All records below must be retyped exactly.

──────── INPUT

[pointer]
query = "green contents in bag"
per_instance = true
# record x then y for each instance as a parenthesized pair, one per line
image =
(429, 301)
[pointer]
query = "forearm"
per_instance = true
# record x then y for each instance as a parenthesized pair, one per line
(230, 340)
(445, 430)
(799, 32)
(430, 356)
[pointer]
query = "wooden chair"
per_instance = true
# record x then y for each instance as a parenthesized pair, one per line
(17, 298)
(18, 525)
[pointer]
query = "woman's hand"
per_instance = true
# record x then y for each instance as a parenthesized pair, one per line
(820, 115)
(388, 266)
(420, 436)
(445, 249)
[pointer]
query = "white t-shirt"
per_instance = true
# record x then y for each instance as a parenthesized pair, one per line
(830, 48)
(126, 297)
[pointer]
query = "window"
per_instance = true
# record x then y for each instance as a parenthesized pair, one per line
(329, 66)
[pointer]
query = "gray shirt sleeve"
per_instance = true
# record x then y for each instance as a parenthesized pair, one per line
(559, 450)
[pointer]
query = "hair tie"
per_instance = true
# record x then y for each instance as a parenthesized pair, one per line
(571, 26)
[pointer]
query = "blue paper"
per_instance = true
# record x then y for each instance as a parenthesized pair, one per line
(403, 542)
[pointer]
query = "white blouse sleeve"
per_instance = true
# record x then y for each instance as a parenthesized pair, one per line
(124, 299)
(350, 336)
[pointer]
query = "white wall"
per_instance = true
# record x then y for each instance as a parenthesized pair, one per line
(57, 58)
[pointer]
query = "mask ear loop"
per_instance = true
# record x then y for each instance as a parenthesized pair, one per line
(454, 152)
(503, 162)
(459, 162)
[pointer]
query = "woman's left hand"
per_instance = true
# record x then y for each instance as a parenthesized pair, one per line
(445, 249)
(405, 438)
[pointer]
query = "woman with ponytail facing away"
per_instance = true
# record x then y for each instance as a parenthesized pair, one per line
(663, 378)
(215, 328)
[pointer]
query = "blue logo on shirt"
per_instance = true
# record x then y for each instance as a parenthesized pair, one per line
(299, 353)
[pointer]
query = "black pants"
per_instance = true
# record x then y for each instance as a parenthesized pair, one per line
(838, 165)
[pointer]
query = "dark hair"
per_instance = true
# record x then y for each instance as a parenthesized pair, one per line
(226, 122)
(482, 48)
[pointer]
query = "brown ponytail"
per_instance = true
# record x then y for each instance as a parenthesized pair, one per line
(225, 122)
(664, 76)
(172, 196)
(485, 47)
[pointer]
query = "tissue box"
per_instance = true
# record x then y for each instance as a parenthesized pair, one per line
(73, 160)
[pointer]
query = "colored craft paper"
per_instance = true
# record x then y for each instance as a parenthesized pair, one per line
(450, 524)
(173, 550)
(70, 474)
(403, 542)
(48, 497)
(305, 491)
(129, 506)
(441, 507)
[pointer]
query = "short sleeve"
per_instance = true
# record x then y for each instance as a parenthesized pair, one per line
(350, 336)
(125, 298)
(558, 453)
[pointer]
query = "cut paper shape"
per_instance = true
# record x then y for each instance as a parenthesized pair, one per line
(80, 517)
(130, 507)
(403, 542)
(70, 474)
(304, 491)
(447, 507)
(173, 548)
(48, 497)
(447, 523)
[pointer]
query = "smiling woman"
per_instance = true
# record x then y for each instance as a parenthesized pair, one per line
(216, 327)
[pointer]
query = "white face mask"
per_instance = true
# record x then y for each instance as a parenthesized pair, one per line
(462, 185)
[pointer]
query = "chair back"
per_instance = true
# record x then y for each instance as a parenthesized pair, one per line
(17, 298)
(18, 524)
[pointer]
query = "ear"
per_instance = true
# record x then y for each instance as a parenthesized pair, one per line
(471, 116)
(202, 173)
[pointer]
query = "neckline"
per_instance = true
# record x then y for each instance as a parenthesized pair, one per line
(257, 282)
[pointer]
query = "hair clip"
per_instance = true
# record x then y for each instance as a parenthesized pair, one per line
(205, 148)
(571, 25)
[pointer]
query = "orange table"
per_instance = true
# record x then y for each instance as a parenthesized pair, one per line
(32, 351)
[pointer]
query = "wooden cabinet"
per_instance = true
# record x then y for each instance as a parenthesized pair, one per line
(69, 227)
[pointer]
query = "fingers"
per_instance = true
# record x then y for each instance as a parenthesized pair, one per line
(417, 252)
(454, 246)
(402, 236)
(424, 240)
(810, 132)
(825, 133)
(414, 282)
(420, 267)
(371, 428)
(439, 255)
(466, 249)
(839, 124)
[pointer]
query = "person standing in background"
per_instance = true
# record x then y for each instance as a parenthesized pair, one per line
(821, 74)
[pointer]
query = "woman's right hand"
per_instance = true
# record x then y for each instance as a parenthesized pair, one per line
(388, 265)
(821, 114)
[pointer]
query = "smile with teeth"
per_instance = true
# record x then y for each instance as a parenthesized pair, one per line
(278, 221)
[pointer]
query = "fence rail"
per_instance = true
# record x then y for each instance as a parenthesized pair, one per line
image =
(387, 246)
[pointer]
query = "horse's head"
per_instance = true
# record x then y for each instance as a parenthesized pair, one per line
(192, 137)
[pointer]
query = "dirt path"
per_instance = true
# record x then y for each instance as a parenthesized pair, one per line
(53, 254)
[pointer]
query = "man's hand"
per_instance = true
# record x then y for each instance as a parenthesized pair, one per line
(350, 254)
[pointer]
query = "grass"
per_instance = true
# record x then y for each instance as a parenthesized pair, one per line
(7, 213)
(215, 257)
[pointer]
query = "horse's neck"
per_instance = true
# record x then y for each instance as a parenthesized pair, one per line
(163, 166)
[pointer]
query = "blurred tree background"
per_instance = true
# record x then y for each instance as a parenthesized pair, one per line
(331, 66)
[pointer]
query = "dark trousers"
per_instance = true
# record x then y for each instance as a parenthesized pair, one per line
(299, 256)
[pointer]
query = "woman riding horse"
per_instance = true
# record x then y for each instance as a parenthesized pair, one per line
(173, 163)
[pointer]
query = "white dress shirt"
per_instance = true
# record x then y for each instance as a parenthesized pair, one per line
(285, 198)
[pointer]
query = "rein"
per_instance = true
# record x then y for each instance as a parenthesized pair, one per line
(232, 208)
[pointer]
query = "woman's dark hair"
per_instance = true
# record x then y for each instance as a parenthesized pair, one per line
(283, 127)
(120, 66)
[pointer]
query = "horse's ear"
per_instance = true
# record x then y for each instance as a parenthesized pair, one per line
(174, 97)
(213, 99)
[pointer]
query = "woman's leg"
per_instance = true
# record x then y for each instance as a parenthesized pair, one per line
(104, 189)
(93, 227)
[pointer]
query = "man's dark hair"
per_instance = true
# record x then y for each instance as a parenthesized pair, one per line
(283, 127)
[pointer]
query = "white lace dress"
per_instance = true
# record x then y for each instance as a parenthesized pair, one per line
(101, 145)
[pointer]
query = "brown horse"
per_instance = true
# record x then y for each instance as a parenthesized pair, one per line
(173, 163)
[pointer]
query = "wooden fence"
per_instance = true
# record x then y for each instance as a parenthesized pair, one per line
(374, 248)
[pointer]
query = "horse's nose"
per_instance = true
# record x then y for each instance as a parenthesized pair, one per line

────────────────

■ **EXERCISE RESPONSE**
[pointer]
query = "green contents in bag"
per_instance = true
# record x then y for each instance as a parenthesized pair, one per line
image =
(429, 301)
[pointer]
query = "forearm"
per_instance = true
# record x then y for each instance as a parenthesized pair, one per line
(230, 340)
(445, 430)
(799, 32)
(430, 356)
[pointer]
query = "wooden chair"
per_instance = true
# record x then y for each instance as a parenthesized pair, one per line
(17, 298)
(18, 525)
[pointer]
query = "woman's hand"
per_instance = true
# record x then y for each instance as a parenthesized pair, one per line
(820, 115)
(388, 266)
(420, 436)
(445, 249)
[pointer]
query = "white t-shirt"
per_instance = true
# record x then y for each instance as a parenthesized pair, one per line
(830, 48)
(126, 297)
[pointer]
query = "window"
per_instance = true
# record x then y for each instance as a parenthesized pair, one per line
(329, 66)
[pointer]
query = "gray shirt sleeve"
per_instance = true
# record x then y for each instance as a parenthesized pair, one per line
(559, 450)
[pointer]
query = "hair tie"
per_instance = true
# record x then y for each instance as a parenthesized pair, one per line
(571, 26)
[pointer]
query = "blue paper"
per_instance = true
# record x then y for each instance as a parenthesized pair, one per line
(403, 542)
[pointer]
query = "white blouse sleeve"
per_instance = true
# record x then y for each instance as a parenthesized pair, one per line
(124, 299)
(350, 336)
[pointer]
query = "white wall"
per_instance = true
# record x then y for each instance as a parenthesized pair, one per line
(57, 58)
[pointer]
query = "mask ear loop"
per_instance = true
# record x then y for each instance as a parenthesized pair, one per line
(454, 152)
(503, 162)
(459, 162)
[pointer]
query = "woman's left hand"
per_instance = true
# record x then y for each instance as a parenthesized pair, one per line
(445, 249)
(405, 438)
[pointer]
query = "woman with ponytail facing away"
per_instance = true
# record x then y for each instance as a parenthesized pair, one per line
(663, 378)
(215, 328)
[pointer]
query = "blue logo on shirt"
per_instance = true
# record x then y for each instance as a parenthesized pair, one per line
(299, 353)
[pointer]
query = "black pants"
per_instance = true
# record x then y for each instance as a parenthesized pair, one per line
(838, 165)
[pointer]
query = "dark hair"
per_instance = true
# record x then y for each instance as a parenthesized pair, one per line
(226, 122)
(482, 48)
[pointer]
query = "brown ponytail"
per_instance = true
# record x then y for each instance as a parenthesized pair, one per line
(225, 122)
(664, 76)
(172, 196)
(485, 47)
[pointer]
query = "tissue box"
per_instance = true
# record x then y for each instance as a parenthesized pair, one per line
(73, 160)
[pointer]
query = "colored craft paper"
per_instance = true
# record x then y for each instance as a parenthesized pair, one per line
(450, 524)
(173, 550)
(70, 474)
(403, 542)
(48, 497)
(305, 491)
(129, 506)
(441, 507)
[pointer]
query = "short sleeve"
per_instance = true
# record x then y for each instance as a parenthesized pair, one per line
(350, 336)
(125, 298)
(558, 453)
[pointer]
query = "cut paper shape"
per_instance = true
# record x then y for each instance as a parenthesized pair, one per line
(80, 517)
(130, 507)
(403, 542)
(70, 474)
(304, 491)
(447, 507)
(173, 548)
(48, 497)
(447, 523)
[pointer]
query = "smiling woman"
per_instance = true
# record x then y for each instance as a parenthesized pair, one per line
(216, 327)
[pointer]
query = "white face mask"
per_instance = true
# record x then y for each instance as a parenthesized pair, one per line
(462, 185)
[pointer]
query = "chair back"
per_instance = true
# record x then y for each instance as a parenthesized pair, one per line
(17, 298)
(18, 524)
[pointer]
query = "ear"
per_instance = true
# record x then y for each instance as a parenthesized pair, one per line
(471, 116)
(202, 173)
[pointer]
query = "neckline"
per_instance = true
# record x then y for each instance as a parenthesized pair, one per line
(257, 282)
[pointer]
query = "hair clip"
per_instance = true
# record x then y for each instance as a parenthesized pair, one per line
(205, 148)
(571, 25)
[pointer]
query = "orange table"
per_instance = true
# record x then y for each instance as a parenthesized pair, one per line
(32, 351)
[pointer]
query = "wooden cabinet"
per_instance = true
# record x then y for each instance as a parenthesized pair, one per line
(69, 227)
[pointer]
query = "fingers"
per_instance = true
# record x then y for each instance as a parenthesized pair, one per line
(417, 252)
(454, 246)
(402, 236)
(424, 240)
(810, 132)
(825, 133)
(414, 282)
(420, 267)
(371, 428)
(439, 255)
(466, 249)
(839, 124)
[pointer]
query = "person standing in background"
per_instance = true
# record x then y for each instance as a parenthesized pair, one per line
(821, 74)
[pointer]
query = "woman's right hand"
per_instance = true
# record x then y for each instance as a parenthesized pair, one per line
(388, 265)
(821, 114)
[pointer]
query = "smile with teeth"
per_instance = true
# record x then y for each instance as a parenthesized pair, one per line
(278, 221)
[pointer]
query = "fence rail"
per_instance = true
# record x then y for each instance as a parenthesized pair, one per line
image =
(387, 246)
[pointer]
query = "horse's head"
per_instance = true
# record x then y for each instance as a parenthesized pair, one per line
(192, 137)
[pointer]
query = "dirt path"
per_instance = true
# record x then y for each instance as a parenthesized pair, one per line
(53, 254)
[pointer]
query = "man's hand"
per_instance = true
# record x then y for each instance as a parenthesized pair, one per line
(350, 254)
[pointer]
query = "grass"
per_instance = true
# record x then y for each instance as a parenthesized pair, one per line
(7, 213)
(215, 257)
[pointer]
query = "horse's neck"
per_instance = true
# record x then y for each instance as a parenthesized pair, one per line
(163, 166)
[pointer]
query = "blurred tree background"
per_instance = true
# record x then y for each instance as a parenthesized pair, one per line
(331, 66)
[pointer]
query = "dark trousers"
per_instance = true
# record x then y for each instance as a parenthesized pair, one per line
(299, 256)
[pointer]
query = "woman riding horse"
per_instance = true
# record x then y for each instance as a parenthesized pair, one per line
(173, 163)
[pointer]
query = "white dress shirt"
per_instance = true
# record x then y for each instance as a parenthesized pair, one per line
(285, 198)
[pointer]
query = "rein"
per_instance = true
# record x then y for each instance as a parenthesized pair, one per line
(232, 208)
[pointer]
query = "woman's dark hair"
per_instance = true
# record x then y for each instance as a parenthesized pair, one per line
(283, 127)
(120, 66)
[pointer]
query = "horse's ear"
per_instance = true
# record x then y for each instance as a parenthesized pair, one per line
(174, 97)
(213, 99)
[pointer]
query = "woman's leg"
per_instance = true
# record x then y for each instance as a parenthesized pair, one per line
(104, 189)
(93, 227)
[pointer]
query = "man's dark hair"
per_instance = true
# record x then y for each instance as a parenthesized pair, one per line
(283, 127)
[pointer]
query = "white lace dress"
per_instance = true
# record x then y for each instance as a parenthesized pair, one per line
(101, 145)
[pointer]
query = "brown horse"
per_instance = true
# record x then y for each instance as a parenthesized pair, one per line
(173, 163)
[pointer]
query = "wooden fence"
per_instance = true
# record x then y for each instance as a parenthesized pair, one per line
(374, 248)
[pointer]
query = "horse's nose"
per_instance = true
# record x then y for each instance as a parenthesized pair, one per line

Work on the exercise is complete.